• **TASK DIRECTIONS**
From the entries below, gather every line containing the string "person".

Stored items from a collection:
▼
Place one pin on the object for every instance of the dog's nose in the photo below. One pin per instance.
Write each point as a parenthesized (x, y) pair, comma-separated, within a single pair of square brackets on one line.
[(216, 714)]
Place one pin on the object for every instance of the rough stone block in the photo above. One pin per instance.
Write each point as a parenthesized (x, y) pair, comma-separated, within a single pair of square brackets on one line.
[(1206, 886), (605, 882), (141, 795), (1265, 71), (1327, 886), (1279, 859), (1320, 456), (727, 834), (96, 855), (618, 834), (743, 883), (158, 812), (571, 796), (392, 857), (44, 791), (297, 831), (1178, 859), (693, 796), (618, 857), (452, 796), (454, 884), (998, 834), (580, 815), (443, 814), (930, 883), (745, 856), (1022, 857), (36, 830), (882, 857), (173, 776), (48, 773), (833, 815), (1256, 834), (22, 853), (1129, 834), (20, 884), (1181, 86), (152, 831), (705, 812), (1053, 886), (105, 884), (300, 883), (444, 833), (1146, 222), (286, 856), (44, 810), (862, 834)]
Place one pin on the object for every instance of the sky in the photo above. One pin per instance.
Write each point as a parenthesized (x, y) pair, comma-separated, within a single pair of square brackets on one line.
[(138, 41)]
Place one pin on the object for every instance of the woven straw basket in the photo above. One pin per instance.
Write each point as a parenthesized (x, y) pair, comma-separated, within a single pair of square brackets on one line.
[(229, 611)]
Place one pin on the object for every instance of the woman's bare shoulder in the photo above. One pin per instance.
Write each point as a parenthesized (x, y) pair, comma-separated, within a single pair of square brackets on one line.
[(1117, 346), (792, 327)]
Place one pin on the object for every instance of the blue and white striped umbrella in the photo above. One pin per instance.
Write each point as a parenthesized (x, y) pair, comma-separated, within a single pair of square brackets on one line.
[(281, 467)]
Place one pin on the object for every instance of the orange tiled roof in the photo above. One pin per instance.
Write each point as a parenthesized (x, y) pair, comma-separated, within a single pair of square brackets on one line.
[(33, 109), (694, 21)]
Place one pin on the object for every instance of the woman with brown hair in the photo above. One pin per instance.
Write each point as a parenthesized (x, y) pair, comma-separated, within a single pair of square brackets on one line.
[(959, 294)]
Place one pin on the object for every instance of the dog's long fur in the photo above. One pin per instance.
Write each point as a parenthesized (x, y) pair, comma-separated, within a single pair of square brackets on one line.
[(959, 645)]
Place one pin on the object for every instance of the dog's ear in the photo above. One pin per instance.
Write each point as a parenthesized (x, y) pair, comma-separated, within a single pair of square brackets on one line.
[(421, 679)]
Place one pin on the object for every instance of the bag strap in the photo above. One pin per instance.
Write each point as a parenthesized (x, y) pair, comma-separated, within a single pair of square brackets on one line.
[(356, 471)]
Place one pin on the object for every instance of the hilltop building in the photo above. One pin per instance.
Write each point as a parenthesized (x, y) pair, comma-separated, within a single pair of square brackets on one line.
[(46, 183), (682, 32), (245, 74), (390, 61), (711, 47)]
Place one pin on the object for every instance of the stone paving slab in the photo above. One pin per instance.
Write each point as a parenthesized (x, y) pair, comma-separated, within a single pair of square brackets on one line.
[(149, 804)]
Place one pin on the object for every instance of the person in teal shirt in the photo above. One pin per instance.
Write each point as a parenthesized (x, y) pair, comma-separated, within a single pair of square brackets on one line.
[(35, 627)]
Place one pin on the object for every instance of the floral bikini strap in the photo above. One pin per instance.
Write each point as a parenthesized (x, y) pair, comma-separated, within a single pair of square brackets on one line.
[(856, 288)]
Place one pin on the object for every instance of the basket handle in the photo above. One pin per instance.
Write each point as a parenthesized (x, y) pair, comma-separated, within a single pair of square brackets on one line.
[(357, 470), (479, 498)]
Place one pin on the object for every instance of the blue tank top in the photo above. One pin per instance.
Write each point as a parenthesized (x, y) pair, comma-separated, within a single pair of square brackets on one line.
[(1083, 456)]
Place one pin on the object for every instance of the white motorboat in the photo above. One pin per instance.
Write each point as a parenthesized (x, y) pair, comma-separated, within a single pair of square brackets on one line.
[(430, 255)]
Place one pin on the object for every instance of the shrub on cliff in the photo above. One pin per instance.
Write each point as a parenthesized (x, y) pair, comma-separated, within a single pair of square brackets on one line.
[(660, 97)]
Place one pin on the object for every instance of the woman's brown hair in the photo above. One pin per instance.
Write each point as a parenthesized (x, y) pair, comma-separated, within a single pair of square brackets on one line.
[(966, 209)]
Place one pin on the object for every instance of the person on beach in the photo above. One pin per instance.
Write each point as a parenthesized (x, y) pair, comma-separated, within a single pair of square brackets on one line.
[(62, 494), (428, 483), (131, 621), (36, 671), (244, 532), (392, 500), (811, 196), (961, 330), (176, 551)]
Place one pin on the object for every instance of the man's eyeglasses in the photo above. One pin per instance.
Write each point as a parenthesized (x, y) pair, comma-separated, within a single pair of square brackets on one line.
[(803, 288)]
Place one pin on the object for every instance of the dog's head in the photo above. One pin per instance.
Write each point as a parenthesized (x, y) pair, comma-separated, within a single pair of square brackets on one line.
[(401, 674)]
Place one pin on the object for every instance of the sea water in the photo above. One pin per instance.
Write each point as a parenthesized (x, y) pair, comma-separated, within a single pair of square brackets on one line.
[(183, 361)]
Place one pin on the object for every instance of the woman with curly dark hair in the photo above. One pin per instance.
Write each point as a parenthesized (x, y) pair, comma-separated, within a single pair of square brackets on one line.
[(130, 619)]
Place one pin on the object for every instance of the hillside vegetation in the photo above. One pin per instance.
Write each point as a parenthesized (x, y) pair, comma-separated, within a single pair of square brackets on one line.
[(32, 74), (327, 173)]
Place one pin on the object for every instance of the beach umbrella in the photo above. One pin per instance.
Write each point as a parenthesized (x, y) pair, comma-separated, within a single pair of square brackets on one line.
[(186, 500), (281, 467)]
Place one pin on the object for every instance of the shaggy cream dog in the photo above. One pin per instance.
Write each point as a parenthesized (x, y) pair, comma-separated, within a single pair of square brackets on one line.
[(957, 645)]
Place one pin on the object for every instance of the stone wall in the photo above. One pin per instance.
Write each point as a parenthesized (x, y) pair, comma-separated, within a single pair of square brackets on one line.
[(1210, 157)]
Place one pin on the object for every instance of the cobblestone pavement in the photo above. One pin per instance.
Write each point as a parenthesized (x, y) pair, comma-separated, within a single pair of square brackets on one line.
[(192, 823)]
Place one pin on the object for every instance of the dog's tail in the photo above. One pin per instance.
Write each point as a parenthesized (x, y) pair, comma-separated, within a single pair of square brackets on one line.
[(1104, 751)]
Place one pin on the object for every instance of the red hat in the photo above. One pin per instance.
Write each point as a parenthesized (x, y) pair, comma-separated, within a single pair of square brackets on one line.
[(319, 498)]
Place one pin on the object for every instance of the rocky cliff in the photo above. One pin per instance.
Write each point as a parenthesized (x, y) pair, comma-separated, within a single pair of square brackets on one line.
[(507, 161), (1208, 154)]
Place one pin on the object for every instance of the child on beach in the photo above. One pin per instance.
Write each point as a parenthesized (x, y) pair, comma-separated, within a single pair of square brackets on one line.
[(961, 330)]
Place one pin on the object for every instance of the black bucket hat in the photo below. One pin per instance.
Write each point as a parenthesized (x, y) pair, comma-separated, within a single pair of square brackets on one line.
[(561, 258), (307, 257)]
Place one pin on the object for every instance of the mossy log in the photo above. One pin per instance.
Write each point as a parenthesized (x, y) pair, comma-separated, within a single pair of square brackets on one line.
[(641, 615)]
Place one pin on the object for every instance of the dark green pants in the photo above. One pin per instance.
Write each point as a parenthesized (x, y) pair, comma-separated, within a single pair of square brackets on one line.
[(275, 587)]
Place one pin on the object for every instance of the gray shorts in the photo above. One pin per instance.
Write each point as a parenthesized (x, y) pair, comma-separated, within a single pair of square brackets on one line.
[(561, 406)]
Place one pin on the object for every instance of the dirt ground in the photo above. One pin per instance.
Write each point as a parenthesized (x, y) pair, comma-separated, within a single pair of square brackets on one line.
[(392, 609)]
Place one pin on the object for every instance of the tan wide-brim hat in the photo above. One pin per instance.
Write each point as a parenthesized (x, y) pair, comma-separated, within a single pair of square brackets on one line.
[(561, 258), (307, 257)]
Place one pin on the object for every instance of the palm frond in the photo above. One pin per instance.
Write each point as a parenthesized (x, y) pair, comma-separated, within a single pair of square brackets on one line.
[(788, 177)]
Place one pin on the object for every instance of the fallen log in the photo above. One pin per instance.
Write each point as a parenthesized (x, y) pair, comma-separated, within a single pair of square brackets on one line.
▲
• **RESULT**
Place one pin on the object for every instance of the person in teal shirt in the photo above. One pin per instance.
Place one pin on the object for every instance of the person on beach in the photo above. One pin per instance.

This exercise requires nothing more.